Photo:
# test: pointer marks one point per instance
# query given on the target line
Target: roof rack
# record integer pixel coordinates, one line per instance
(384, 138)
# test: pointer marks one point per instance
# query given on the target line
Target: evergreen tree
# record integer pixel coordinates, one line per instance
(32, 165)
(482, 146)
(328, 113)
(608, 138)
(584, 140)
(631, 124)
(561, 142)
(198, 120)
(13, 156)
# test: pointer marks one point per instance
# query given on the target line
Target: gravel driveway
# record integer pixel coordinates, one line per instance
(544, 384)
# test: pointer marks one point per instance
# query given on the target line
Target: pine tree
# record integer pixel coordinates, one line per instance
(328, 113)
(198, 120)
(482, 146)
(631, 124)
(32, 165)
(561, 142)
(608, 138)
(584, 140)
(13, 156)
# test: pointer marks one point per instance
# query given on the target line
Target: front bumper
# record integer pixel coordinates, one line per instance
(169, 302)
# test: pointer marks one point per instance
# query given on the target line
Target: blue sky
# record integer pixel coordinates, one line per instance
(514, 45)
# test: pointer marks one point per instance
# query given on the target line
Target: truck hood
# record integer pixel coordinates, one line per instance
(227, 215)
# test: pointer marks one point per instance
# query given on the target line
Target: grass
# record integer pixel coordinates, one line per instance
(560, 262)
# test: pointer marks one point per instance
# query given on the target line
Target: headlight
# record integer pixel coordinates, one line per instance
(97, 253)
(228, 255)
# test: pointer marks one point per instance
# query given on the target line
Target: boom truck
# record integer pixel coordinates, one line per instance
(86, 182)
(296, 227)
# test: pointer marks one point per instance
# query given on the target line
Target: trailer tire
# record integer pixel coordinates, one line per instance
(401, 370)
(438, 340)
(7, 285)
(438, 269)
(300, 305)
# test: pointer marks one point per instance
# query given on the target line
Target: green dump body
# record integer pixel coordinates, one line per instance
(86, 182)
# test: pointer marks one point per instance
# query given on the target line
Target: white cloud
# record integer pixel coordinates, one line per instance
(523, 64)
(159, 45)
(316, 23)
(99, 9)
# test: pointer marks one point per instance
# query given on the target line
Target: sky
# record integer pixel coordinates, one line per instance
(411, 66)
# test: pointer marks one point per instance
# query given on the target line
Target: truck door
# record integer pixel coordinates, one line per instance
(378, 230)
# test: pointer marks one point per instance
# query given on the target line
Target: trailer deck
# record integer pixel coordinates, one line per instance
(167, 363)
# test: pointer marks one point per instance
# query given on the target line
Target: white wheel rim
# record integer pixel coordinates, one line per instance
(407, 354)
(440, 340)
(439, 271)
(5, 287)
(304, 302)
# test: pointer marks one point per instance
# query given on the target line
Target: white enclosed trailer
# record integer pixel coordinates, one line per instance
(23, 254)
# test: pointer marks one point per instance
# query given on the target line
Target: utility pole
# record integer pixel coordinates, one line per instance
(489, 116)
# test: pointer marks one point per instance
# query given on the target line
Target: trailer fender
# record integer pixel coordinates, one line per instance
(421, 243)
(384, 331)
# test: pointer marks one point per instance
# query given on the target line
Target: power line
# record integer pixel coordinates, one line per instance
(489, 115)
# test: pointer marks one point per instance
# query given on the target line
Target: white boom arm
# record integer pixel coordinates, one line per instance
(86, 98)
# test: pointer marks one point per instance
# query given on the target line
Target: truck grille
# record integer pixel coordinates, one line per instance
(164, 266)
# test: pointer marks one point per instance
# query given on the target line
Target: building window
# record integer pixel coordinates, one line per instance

______________________________

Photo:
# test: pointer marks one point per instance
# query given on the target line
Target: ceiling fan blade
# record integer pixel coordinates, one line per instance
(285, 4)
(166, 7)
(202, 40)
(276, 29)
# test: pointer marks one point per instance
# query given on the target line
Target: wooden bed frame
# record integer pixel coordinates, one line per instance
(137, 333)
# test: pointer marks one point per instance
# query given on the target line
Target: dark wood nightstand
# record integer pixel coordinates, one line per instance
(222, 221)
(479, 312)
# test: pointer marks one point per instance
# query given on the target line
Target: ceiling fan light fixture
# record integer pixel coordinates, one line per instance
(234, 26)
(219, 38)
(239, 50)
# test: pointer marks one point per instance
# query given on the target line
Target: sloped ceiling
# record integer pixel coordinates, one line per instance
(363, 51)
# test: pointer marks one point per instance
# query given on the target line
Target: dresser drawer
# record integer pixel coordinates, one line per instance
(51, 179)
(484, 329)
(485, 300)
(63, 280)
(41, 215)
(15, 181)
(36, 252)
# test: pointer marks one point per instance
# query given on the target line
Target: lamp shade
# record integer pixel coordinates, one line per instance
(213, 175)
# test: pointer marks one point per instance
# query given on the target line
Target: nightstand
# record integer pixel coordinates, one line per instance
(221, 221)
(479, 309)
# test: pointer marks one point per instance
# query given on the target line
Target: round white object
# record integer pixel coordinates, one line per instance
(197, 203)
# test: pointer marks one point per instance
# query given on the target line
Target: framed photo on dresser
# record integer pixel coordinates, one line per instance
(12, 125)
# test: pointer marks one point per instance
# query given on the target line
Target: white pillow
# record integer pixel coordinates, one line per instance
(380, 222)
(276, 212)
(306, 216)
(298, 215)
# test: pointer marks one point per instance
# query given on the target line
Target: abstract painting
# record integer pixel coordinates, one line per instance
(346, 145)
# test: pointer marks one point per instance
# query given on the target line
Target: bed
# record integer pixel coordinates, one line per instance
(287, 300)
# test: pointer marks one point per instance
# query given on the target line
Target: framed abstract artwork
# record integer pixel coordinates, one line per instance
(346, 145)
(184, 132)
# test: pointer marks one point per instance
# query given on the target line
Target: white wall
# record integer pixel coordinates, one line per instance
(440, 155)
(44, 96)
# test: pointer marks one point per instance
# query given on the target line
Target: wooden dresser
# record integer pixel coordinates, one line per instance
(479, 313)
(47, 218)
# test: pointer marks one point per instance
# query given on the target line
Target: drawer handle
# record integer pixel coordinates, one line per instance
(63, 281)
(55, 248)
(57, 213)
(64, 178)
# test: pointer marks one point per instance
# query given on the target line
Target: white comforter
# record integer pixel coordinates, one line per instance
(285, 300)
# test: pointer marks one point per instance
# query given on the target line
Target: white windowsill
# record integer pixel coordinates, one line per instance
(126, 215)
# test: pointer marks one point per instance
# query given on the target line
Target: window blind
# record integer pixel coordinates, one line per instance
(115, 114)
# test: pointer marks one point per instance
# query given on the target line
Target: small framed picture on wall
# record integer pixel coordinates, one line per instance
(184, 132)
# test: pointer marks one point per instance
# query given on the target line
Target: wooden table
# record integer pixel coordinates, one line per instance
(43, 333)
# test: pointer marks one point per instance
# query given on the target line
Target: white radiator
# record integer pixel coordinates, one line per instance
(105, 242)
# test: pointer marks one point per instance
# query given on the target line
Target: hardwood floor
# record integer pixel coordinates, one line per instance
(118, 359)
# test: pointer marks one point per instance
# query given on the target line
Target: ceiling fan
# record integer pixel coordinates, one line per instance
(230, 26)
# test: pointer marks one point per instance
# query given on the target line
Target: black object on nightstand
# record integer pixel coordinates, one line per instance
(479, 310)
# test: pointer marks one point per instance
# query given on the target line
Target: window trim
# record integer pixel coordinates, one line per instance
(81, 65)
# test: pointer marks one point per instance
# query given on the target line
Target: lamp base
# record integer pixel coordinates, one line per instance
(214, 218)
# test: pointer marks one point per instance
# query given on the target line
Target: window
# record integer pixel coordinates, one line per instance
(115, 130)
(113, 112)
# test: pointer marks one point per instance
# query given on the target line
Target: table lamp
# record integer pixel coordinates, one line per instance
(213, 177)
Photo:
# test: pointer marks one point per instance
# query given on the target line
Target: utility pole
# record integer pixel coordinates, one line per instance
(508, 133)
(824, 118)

______________________________

State how many lines of the listing above contain the string "lamp", and give only the number.

Task result: 3